(DOCUMENT SEGMENT)

Even in C, it's absolutely possible to use a struct with pointer and length, and add a library with replacements for the functions which worked with zero terminated strings.
Why would anyone still use zero terminated "strings"? They make no fucking sense, almost the worst idea ever.
Zachary Nelson
But user, null terminated strings take up less space and are the same format regardless of CPU architecture.
Julian Torres
they don't. 3 bytes difference is irrelevant for long strings. if you want to make short strings small, then there is such a thing as variable length coding for integers, but this would be so little gain, it's not worth it. CPU architecture is irrelevant, the pointer size would change in both cases. and the internal represenation of the length doesn't mean jack shit anyway. also zero terminated strings are less efficient because calculating length is O(n).
Hunter Jones
Ah so that 8 byte size prefix is not a waste of space then?
Yeah we will just do a big num hack to size our strings! Good idea.
Aiden Richardson
What if my string is more than 4,294,967,295 characters!
Justin Price
No one would ever need to store a file more than 4 gigabytes. We don't need to design our system to handle that.
Thomas Jenkins
You know windows internally uses sized strings. Look how well that turned out.

(EXCERPTED DATA)

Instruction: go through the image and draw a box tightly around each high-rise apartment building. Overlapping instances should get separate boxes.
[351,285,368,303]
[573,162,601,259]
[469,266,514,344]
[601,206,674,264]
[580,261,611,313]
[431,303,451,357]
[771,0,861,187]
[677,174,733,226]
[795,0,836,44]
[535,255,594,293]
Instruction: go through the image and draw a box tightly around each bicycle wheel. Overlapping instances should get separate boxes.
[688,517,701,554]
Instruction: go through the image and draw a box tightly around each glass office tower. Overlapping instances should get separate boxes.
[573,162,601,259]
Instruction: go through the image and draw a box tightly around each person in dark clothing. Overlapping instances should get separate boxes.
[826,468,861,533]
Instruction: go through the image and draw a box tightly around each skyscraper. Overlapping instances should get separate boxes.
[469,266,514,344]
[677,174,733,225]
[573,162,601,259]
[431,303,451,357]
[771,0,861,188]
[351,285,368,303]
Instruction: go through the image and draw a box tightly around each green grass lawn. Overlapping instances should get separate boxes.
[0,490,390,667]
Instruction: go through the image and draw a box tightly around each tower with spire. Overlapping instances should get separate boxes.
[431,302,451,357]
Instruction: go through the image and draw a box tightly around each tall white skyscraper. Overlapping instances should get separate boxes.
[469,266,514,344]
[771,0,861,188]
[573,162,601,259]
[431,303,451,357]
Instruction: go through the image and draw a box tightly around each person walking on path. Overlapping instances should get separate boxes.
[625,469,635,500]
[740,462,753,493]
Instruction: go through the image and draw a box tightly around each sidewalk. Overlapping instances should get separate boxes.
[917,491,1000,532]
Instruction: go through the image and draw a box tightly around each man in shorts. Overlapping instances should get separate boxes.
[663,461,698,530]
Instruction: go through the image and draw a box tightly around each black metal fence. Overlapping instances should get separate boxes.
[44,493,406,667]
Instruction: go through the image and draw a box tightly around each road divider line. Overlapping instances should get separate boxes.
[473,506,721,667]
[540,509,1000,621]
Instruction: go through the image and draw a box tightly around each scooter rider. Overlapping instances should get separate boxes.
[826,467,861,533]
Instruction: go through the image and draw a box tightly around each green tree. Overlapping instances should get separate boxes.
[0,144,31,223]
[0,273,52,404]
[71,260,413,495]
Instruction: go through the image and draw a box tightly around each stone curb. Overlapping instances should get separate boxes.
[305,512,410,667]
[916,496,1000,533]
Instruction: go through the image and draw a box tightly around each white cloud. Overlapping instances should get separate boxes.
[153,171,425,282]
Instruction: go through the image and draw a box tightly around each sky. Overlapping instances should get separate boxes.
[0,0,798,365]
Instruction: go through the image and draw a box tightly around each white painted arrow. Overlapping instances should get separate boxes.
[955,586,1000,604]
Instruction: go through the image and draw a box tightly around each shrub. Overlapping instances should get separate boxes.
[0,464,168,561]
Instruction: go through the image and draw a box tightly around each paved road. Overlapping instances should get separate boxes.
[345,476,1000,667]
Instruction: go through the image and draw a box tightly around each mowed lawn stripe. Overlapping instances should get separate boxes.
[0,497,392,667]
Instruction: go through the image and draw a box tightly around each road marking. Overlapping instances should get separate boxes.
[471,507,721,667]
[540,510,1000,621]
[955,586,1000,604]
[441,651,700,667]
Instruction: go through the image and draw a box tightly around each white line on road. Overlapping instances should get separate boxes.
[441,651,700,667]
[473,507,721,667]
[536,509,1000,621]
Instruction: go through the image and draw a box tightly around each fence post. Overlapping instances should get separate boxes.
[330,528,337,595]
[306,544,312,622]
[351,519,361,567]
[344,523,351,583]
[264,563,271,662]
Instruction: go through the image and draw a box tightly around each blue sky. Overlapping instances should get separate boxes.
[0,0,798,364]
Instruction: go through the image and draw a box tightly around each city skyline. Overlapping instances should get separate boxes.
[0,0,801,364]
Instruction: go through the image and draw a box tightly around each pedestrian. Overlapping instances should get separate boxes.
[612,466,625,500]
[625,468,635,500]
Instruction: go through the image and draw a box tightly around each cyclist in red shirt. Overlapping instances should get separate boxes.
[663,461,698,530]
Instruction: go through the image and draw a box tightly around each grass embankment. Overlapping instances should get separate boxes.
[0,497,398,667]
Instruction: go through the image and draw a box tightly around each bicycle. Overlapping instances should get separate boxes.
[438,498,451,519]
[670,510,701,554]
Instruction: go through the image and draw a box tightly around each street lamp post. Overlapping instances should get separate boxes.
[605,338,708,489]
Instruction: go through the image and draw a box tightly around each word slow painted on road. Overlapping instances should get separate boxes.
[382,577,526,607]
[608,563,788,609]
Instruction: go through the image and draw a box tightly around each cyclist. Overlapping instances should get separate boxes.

(EXERCISE SET)
a: In the thread about zero-terminated strings, what reason does Julian Torres give for calling them less efficient? Answer in one to three sentences.
b: Retype the part of the thread on zero-terminated strings that opens with the words containing "Hunter Jones" and closes with "than 4,294,967,295 characters!".
c: Continue the thread on zero-terminated strings from where it stops.

(REPLIES)
a: Julian Torres says zero-terminated strings are less efficient because calculating their length is O(n).

b:
Hunter Jones
Ah so that 8 byte size prefix is not a waste of space then?
Yeah we will just do a big num hack to size our strings! Good idea.
Aiden Richardson
What if my string is more than 4,294,967,295 characters!

c:
Joshua Jackson
4 bytes are enough for strings for all practical purposes. if you have more, obviously it's time to use specialized data structures anyway. it's not a waste of space, it's only 3 bytes more than the terminating null byte. which is about 1-2 characters on average if you use UTF-8, and less than 1 character if you use fixed size Unicode. unless you store single characters in strings, this doesn't fucking matter, and it's a lot better than to turn all code dealing with strings into a potential minefield + sacrificing run time where you can't reuse length information for some reason.
it's only big if your brain is small. it's not gonna be used in the most of application level code. anyway, in the same sentence I also said that the gain is minimal so it is not worth it. learn to read. still, that would be still better than zero terminated strings.
Jayden Cooper
which exactly of windows problems are a consequence of this?
Brayden Price
a few words escaped, fixed
Jaxon Wood
With any kind of input you usually don't even know the string length beforehand, so some kind of string termination is necessary.
and you don't always need to know the string length either
Jonathan Powell
I agree, no one could possibly need a hard drive more than 16 megabytes. A 200Mhz CPU is blazing fast.
For 32bit max length strings. For small strings especially its a waste of space.
Well good thing no one uses that for the same reason no one uses size prefixed strings. Because it has a different representation on different machines. Byte order and what not.
Well thats one particular operation
Do you not know what bignum is? You are saying that everyone is going to be using a bignum implementation for basic fucking strings.
Idk its proprietary they only let us know so much
Eli Hill
if you read a file that's as big, and need to keep all of the content in RAM for some reason, you aren't using a fucking string type for it. it will be almost useless in this form anyway.
a legit use case, please. also keep in mind that scanning 4 GiB for the zero byte would take really a lot of time.
Lucas Ramirez
So no one reads files into char* then? lol
Camden Wood
I'm saying no one will re-implement it. And using bignum already implemented in a library doesn't make shit any more complex.
when it is used somewhere and turns an O(n) algorithm into O(n^2) that would be a big deal and a PITA to fix.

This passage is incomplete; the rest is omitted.